§ **文档节选**
§ §

既然自己称了帝,自然就应光宗耀祖。于是,李自成追尊其曾祖以下均为皇帝,母吕氏为太后。规定其父、祖以及他自己的名讳,不得使用。他还册封高氏为皇后,陈氏为贵妃。
李自成当然也没忘记手下的那班弟兄。弟兄们跟他出生入死,还不是为了今天的荣华富贵?于是,他大封功臣。权将军、制将军封侯,果毅将军、威武将军则封伯、子、男。刘宗敏、田见秀、谷英、李锦(李过)、刘芳亮、张鼐(李双喜)、袁宗第、刘国昌等被封侯。刘体纯、吴汝义、马世耀、李友、刘忠等被封伯。降将白广恩、陈永福、王良智(即献西安城的王根子)等也被封侯。其余被封子、男爵的。则多达80人左右。
既然武官封了爵,那么文官也该一起荣升。李自成改动了官制,以安排众多文官。内阁被称为天祐殿,设大学士平章军国事。此职相当于丞相,自然非牛金星莫属。宋献策则被任命为军师。行政机构虽仍为“六部”,但长官却升了格,原先只有侍郎各1人,现在则增设尚书。中央其他机构的名称以及地方机构的名称,也都作了改动,以示与旧朝有别。李自成分授各级官员,颁发新印。为了招徕读书人,他还开科取士。另外,他特别关照顾君恩,特意赏了顾君恩一班女乐,以回报其入关之策。
李自成仍然坚持3年免征之政策,以收拢人心。不过,这么多兵马要粮要饷,也不是件容易事,不征钱粮,如何维持?李自成自有办法!他向豪绅污吏追赃。在渭南时,他就责令当地豪绅出饷银160万两。进了西安城后,他又故伎重施。他大宴西安城中缙绅大户,并把秦王府中的金银器皿分给他们,然后对他们说,军中缺饷,你们都是官吏,不会没有银子,应该拿出来助军需。此时站在旁边的部下又恰到好处地故意露出兵器,吓得那些缙绅直发抖。于是李自成规定,当过九卿的出银5万,中丞3万,监司1万,知县之类的也要出5千。这种做法,后来又被李自成用在北京。

§ §

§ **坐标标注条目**
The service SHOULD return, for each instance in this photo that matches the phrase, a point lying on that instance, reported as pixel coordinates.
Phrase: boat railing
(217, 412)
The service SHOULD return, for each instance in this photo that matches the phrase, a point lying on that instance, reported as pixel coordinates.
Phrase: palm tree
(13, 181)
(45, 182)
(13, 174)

§ §

§ **练习说明**
根据这段关于李自成称帝后举措的文字,回答下列问题:
1. 李自成册封谁为皇后?
2. 宋献策被任命为什么职务?
3. 按李自成的规定,当过九卿的人要出银多少?

§ **本题答案**
1. 高氏。
2. 军师。
3. 5万。